* STUDY QUESTIONS
**1.** Name every clade listed in the scientific classification of the Dubautia laevigata entry.
**2.** According to the Dubautia laevigata entry, roughly how many individuals of the species remain?
**3.** Extend the Dubautia laevigata entry, picking up right after its final sentence.

* DOCUMENT SEGMENT
Scientific classification
- Kingdom: Plantae
- Clade: Tracheophytes
- Clade: Angiosperms
- Clade: Eudicots
- Clade: Asterids
- Order: Asterales
- Family: Asteraceae
- Genus: Dubautia
- Species: D. laevigata
- Binomial name: Dubautia laevigata A. Gray

= Dubautia laevigata =

- Authority: A. Gray
- Conservation status: EN

Species of plant

Dubautia laevigata, commonly known as the smooth dubautia, is a species of Dubautia endemic to moderate elevations on the island of Kauaʻi in Hawaii, United States. A member of the Silversword alliance, it only grows in the understory of mesic Hawaiian tropical rainforests. It is declining in population and is threatened by the spread of invasive species, with approximately 5500 individuals remaining.

* RECORD SET
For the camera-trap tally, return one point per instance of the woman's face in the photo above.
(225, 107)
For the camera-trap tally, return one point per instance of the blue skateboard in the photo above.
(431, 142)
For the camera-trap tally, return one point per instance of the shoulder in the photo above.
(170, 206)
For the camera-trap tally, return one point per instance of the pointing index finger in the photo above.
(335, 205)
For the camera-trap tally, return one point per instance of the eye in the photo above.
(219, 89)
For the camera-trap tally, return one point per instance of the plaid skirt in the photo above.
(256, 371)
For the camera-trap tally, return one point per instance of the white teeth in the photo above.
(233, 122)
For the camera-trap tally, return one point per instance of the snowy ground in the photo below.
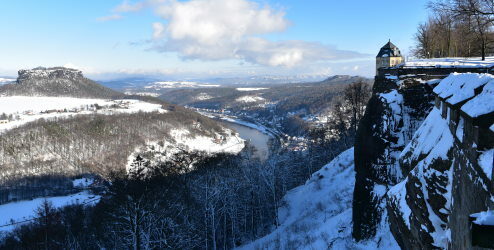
(179, 84)
(181, 139)
(25, 210)
(250, 89)
(318, 215)
(470, 62)
(26, 109)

* ANSWERS TO THE EXERCISE
**1.** Tracheophytes, Angiosperms, Eudicots, Asterids

**2.** Approximately 5500.

**3.**
==Description==
Dubuatia laevigata is a shrub that grows up to 2.5 m high with a compact woody stem. It has large, shiny green leaves 7–24 cm long and 0.8–3.5 cm wide. The margins of the leaves are serrate. Flowers are small (2.5–3 mm long) and appear in clusters of 2–5, with yellow corollas, and mostly appear between December and August.

==Distribution and habitat==
Dubuatia laevigata is only found at medium elevations of 575–1250 m in mesic wet forests on the island of Kauaʻi. It is absent from the highest elevations of the Alaka'i plateau.